§ 目标:
将下方从含有“[pin] lower cabinet -- one per line”的那一行起直到最后一行的各行转换成 JSON 字符串列表，每行对应一个字符串，空行略去。起止两行都要包括在内。

################

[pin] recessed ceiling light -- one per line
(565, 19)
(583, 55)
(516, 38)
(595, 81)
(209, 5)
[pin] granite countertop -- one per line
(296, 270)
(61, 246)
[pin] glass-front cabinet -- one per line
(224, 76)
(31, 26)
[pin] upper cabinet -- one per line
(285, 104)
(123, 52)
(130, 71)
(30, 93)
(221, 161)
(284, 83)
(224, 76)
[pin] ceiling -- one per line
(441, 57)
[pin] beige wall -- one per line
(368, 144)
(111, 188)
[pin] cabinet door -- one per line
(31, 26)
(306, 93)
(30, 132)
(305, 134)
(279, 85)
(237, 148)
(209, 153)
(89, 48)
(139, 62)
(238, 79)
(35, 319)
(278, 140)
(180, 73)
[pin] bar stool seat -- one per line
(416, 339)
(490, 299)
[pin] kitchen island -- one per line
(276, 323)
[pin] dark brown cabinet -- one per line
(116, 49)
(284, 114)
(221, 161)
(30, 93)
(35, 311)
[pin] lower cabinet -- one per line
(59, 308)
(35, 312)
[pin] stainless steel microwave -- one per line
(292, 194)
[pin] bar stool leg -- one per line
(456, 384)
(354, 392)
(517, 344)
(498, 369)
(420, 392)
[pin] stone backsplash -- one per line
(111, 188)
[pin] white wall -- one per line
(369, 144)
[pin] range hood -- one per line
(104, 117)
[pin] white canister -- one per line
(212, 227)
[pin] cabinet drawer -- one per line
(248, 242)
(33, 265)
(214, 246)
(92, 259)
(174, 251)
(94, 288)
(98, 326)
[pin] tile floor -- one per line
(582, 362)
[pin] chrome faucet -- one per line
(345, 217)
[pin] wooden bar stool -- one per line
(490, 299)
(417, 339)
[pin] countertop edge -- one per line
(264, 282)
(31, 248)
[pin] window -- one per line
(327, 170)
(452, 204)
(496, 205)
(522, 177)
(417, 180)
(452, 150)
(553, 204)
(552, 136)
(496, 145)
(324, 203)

################

§ 完整答案:
[
  "[pin] lower cabinet -- one per line",
  "(59, 308)",
  "(35, 312)",
  "[pin] stainless steel microwave -- one per line",
  "(292, 194)",
  "[pin] bar stool leg -- one per line",
  "(456, 384)",
  "(354, 392)",
  "(517, 344)",
  "(498, 369)",
  "(420, 392)",
  "[pin] stone backsplash -- one per line",
  "(111, 188)",
  "[pin] white wall -- one per line",
  "(369, 144)",
  "[pin] range hood -- one per line",
  "(104, 117)",
  "[pin] white canister -- one per line",
  "(212, 227)",
  "[pin] cabinet drawer -- one per line",
  "(248, 242)",
  "(33, 265)",
  "(214, 246)",
  "(92, 259)",
  "(174, 251)",
  "(94, 288)",
  "(98, 326)",
  "[pin] tile floor -- one per line",
  "(582, 362)",
  "[pin] chrome faucet -- one per line",
  "(345, 217)",
  "[pin] wooden bar stool -- one per line",
  "(490, 299)",
  "(417, 339)",
  "[pin] countertop edge -- one per line",
  "(264, 282)",
  "(31, 248)",
  "[pin] window -- one per line",
  "(327, 170)",
  "(452, 204)",
  "(496, 205)",
  "(522, 177)",
  "(417, 180)",
  "(452, 150)",
  "(553, 204)",
  "(552, 136)",
  "(496, 145)",
  "(324, 203)"
]